| Istruzione operativa A |
Secondo il brano sui tornei WTA in Cina, a quanto ammontava il montepremi garantito alle partecipanti dal contratto decennale firmato con Shenzhen?
| Istruzione operativa B |
Estragga dal brano sui tornei WTA in Cina la porzione compresa tra "La nota più" e "milioni di dollari.", estremi inclusi.

| Brano riportato |
Rispetto a quanto previsto pre-pandemia, la WTA non ha potuto contare su diversi tornei. Nella prima parte di stagione, secondo il calendario in essere prima della pandemia, si sarebbe dovuto giocare il WTA 250 di Shenzhen (gennaio), che ha rappresentato l’ultimo evento giocato sul suolo cinese nel gennaio 2020. Tuttavia, l’impatto più grande è relativo alla parte finale della stagione, durante la quale la WTA si spostava massivamente in Asia per uno swing che comprendeva diverse tappe in terra cinese: le WTA Finals di Shenzhen, il WTA Elite Trophy di Zhuhai, due WTA 1000, di cui uno mandatory (China Open e Wuhan Open), un WTA 500 (Zhengzhou Open) e quattro WTA 250 (Jiangxi Open, Tianjin Open, Hong Kong Open, Guangzhou Open).
La nota più dolente per la WTA è relativa alla gestione delle WTA Finals. La WTA avevo puntato tutto sulla Cina con la scelta di Shenzhen effettuata nel 2018. Un accordo di lungo termine che puntava a fornire una certa stabilità economica al circuito femminile. Si trattava, infatti, di un contratto decennale firmato con la città cinese che garantiva alle partecipanti un montepremi da urlo pari a 14 milioni di dollari.

Voci archiviate del dataset
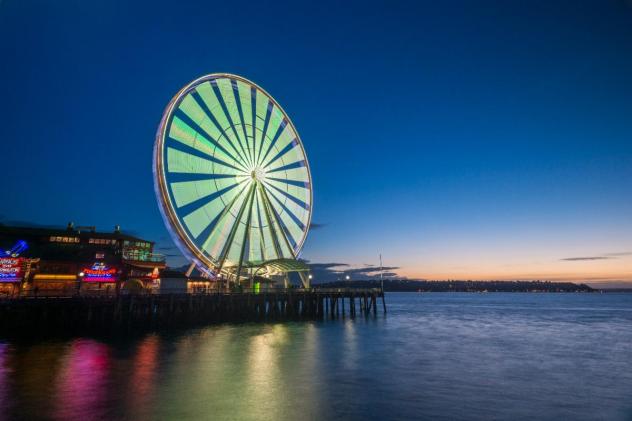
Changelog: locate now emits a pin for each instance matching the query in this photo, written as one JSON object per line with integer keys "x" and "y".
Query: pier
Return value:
{"x": 124, "y": 313}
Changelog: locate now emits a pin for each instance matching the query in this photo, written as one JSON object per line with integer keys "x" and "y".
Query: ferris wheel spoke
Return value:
{"x": 271, "y": 230}
{"x": 183, "y": 177}
{"x": 287, "y": 210}
{"x": 276, "y": 136}
{"x": 231, "y": 123}
{"x": 260, "y": 223}
{"x": 266, "y": 123}
{"x": 297, "y": 183}
{"x": 229, "y": 241}
{"x": 187, "y": 208}
{"x": 199, "y": 95}
{"x": 197, "y": 221}
{"x": 181, "y": 116}
{"x": 285, "y": 234}
{"x": 294, "y": 199}
{"x": 293, "y": 165}
{"x": 282, "y": 152}
{"x": 253, "y": 112}
{"x": 241, "y": 116}
{"x": 183, "y": 153}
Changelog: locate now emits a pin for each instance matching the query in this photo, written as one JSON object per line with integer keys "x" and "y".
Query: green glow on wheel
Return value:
{"x": 231, "y": 174}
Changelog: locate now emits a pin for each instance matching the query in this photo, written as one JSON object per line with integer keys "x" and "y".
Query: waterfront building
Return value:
{"x": 57, "y": 261}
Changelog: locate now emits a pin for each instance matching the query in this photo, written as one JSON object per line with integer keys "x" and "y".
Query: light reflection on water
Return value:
{"x": 435, "y": 356}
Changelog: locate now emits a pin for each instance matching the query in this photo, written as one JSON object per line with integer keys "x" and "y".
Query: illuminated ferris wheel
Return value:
{"x": 231, "y": 176}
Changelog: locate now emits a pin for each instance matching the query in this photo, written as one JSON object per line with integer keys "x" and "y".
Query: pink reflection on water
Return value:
{"x": 142, "y": 382}
{"x": 5, "y": 393}
{"x": 81, "y": 386}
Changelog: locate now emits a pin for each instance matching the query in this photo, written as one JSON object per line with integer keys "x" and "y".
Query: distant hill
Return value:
{"x": 398, "y": 285}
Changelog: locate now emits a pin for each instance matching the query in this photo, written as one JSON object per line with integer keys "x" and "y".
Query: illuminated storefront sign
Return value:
{"x": 99, "y": 272}
{"x": 16, "y": 250}
{"x": 10, "y": 269}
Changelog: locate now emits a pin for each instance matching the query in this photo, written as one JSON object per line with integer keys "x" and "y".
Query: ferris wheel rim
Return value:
{"x": 172, "y": 221}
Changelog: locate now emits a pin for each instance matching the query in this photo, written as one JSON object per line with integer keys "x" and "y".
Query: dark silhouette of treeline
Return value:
{"x": 401, "y": 285}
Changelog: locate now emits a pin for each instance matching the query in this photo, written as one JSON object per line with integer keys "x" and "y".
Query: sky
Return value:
{"x": 459, "y": 139}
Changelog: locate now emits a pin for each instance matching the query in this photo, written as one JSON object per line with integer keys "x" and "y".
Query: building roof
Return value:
{"x": 54, "y": 231}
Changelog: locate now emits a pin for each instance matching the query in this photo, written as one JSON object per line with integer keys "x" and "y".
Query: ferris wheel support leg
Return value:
{"x": 190, "y": 270}
{"x": 246, "y": 234}
{"x": 304, "y": 279}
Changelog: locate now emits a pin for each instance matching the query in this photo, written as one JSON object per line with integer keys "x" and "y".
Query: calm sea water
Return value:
{"x": 435, "y": 356}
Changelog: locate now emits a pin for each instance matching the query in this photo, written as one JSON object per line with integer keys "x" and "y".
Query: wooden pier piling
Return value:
{"x": 27, "y": 315}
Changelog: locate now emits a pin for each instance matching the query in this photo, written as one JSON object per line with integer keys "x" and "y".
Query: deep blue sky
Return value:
{"x": 458, "y": 138}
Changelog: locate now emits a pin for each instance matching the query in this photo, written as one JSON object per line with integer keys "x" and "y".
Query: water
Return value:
{"x": 435, "y": 356}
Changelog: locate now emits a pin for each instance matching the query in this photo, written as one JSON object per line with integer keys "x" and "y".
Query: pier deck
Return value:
{"x": 27, "y": 315}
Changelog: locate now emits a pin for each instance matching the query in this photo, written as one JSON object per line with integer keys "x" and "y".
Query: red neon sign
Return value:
{"x": 10, "y": 269}
{"x": 99, "y": 273}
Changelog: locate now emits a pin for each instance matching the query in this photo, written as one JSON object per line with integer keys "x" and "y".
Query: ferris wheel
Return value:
{"x": 231, "y": 176}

| Risposta scritta A |
14 milioni di dollari.

| Risposta scritta B |
La nota più dolente per la WTA è relativa alla gestione delle WTA Finals. La WTA avevo puntato tutto sulla Cina con la scelta di Shenzhen effettuata nel 2018. Un accordo di lungo termine che puntava a fornire una certa stabilità economica al circuito femminile. Si trattava, infatti, di un contratto decennale firmato con la città cinese che garantiva alle partecipanti un montepremi da urlo pari a 14 milioni di dollari.